_WHAT IS BEING ASKED_
Can you copy, word for word, the part of the material below that opens with the line containing "Annotate the river" and runs through the last line of the material, including both ends?
## BEGIN DATA LINES
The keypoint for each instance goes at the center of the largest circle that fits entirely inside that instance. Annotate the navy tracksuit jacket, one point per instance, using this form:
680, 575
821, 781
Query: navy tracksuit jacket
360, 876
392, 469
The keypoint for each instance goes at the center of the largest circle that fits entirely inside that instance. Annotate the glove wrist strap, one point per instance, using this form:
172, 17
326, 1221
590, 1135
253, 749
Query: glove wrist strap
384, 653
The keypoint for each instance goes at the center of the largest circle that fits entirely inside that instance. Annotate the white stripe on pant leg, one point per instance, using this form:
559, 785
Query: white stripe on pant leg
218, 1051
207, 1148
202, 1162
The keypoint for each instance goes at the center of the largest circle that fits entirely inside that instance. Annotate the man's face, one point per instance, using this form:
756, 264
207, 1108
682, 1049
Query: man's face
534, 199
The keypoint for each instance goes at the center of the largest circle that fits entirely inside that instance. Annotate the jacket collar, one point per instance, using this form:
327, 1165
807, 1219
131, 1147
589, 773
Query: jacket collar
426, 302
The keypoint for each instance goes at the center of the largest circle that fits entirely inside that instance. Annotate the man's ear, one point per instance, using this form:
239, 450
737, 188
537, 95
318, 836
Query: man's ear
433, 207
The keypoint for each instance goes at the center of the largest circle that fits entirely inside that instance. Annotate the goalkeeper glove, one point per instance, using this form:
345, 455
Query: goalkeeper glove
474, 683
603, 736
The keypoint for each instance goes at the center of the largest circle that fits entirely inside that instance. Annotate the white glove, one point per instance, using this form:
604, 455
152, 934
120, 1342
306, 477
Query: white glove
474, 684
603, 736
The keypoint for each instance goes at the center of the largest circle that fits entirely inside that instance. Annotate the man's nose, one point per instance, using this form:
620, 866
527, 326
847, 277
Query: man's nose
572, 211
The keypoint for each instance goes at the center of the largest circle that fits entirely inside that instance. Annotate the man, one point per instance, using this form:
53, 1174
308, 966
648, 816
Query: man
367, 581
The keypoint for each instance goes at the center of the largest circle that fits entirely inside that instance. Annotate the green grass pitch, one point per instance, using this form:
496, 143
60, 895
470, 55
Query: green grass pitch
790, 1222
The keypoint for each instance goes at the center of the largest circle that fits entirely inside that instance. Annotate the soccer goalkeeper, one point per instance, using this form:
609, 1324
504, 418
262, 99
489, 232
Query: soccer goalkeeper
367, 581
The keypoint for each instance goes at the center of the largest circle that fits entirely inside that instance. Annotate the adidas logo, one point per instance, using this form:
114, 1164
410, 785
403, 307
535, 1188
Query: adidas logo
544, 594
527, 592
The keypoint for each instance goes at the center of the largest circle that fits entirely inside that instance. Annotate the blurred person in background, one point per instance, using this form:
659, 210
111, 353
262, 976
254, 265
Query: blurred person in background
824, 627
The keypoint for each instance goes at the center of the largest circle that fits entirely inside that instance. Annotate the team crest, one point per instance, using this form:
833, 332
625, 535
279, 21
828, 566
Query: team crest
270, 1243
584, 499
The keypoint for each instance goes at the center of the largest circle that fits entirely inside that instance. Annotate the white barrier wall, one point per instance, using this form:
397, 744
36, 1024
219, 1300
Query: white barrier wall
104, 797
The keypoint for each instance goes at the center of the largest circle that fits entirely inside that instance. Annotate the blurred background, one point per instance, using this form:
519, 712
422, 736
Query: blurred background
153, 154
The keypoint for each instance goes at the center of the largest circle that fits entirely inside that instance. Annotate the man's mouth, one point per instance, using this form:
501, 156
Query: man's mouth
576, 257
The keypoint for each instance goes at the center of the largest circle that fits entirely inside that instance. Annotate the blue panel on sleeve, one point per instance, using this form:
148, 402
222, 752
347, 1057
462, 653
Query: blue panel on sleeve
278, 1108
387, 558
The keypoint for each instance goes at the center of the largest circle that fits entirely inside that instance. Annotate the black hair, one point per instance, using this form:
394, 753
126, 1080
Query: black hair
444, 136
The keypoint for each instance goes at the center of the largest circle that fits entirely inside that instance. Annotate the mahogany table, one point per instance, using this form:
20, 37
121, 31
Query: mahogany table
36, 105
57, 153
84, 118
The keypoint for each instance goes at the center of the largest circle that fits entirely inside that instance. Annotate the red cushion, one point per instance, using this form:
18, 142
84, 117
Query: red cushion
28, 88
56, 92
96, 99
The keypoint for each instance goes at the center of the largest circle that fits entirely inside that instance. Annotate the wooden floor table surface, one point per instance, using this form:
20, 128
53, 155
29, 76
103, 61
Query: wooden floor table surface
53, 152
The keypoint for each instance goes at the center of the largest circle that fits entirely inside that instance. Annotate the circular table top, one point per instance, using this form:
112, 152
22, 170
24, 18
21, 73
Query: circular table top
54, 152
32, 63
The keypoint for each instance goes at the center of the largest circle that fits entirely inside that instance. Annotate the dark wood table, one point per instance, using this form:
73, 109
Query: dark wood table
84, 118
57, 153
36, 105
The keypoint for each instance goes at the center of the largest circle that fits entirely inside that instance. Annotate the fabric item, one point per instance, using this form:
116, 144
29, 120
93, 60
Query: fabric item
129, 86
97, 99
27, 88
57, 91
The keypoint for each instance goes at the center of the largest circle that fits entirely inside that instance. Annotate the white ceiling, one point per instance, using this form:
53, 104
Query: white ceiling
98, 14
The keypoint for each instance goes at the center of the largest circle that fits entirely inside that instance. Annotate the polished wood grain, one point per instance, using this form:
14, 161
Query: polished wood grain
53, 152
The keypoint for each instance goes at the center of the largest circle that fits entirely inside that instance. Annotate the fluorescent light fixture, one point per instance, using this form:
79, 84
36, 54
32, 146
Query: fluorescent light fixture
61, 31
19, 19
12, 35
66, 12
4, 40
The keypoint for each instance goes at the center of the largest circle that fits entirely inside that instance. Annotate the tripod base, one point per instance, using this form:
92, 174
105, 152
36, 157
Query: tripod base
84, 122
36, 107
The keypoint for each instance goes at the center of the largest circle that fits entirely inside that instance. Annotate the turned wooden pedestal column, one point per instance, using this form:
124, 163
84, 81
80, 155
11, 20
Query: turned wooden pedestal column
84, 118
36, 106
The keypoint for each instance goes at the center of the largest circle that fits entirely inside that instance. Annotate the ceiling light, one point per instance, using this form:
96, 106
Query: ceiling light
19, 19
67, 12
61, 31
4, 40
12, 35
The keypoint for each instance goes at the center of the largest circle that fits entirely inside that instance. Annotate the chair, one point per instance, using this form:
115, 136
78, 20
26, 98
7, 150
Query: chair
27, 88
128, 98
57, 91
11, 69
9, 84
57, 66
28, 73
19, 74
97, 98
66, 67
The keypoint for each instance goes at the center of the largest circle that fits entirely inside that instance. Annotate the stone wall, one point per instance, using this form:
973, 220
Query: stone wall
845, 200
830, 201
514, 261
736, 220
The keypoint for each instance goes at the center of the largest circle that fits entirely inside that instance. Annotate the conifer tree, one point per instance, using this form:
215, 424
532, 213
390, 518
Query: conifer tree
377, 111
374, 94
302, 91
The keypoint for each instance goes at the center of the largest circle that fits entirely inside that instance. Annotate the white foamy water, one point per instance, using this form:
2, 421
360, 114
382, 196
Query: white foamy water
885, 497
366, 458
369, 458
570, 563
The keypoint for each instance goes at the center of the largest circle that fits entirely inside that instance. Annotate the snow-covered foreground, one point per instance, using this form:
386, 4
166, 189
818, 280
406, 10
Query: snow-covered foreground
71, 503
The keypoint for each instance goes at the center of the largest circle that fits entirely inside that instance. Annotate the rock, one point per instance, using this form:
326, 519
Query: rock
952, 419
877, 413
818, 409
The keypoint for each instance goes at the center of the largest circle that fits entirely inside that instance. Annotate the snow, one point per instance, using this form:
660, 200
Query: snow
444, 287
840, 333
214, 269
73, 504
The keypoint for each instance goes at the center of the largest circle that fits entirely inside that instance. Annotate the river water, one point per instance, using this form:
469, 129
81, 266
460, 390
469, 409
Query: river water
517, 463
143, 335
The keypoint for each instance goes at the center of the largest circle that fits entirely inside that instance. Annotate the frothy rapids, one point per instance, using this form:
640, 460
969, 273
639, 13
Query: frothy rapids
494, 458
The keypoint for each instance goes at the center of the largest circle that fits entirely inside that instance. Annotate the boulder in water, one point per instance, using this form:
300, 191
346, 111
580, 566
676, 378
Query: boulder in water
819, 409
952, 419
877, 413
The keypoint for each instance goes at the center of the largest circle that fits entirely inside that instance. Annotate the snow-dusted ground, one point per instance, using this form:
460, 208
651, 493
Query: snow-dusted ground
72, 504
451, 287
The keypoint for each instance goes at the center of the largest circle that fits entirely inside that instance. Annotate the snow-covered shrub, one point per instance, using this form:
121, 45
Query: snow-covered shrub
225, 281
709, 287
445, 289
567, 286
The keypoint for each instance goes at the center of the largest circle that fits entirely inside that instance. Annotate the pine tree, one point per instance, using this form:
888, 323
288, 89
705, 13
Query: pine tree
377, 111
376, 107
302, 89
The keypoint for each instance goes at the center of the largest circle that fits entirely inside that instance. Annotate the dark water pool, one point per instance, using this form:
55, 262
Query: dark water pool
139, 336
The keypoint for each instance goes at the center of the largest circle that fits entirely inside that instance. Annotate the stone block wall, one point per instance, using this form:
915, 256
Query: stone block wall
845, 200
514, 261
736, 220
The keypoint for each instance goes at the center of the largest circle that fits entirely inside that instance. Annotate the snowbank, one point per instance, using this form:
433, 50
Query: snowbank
## END DATA LINES
_RESULT_
The keypoint for each instance goes at the center of the largest circle that fits entirely inside that instance. Annotate the river water, one point per instance, using this form:
469, 129
81, 266
460, 390
469, 409
Query: river water
517, 463
143, 335
The keypoint for each instance goes at the center of the largest circle that fits entirely inside that instance. Annotate the frothy rapids, one point per instance, using this form:
640, 460
969, 273
639, 13
Query: frothy rapids
494, 458
The keypoint for each instance goes at the center of the largest circle that fits entirely inside that instance. Annotate the boulder in water, one point per instance, using this form:
300, 191
346, 111
580, 566
676, 378
Query: boulder in water
819, 409
952, 419
877, 413
The keypoint for each instance goes at the center of the largest circle that fits entirely inside that instance. Annotate the snow-dusted ground, one point per instance, using this form:
460, 208
651, 493
Query: snow-dusted ground
72, 504
451, 287
The keypoint for each instance goes at the center of the largest circle that fits entirely inside that instance. Annotate the snow-covered shrub, one point per instance, using this form:
121, 45
Query: snow-covered shrub
225, 281
709, 287
445, 289
567, 286
The keypoint for each instance goes at the center of the largest circle that fits entirely inside that instance. Annotate the pine tree, one point per instance, using this form:
888, 323
288, 89
705, 13
Query: pine tree
377, 111
376, 107
302, 89
The keypoint for each instance goes at the center of the largest circle that fits entirely inside that instance. Annotate the dark water pool, one point per instance, using this form:
55, 262
Query: dark water pool
139, 336
The keypoint for each instance goes at the center of the largest circle that fits entirely inside that instance. Annotate the stone block wall, one point per instance, using this form:
915, 256
Query: stone block wall
845, 200
514, 261
736, 220
The keypoint for each instance goes at the center of the largest circle that fits entirely inside that instance. Annotate the snowbank, one point per instance, using this form:
433, 50
Query: snowbank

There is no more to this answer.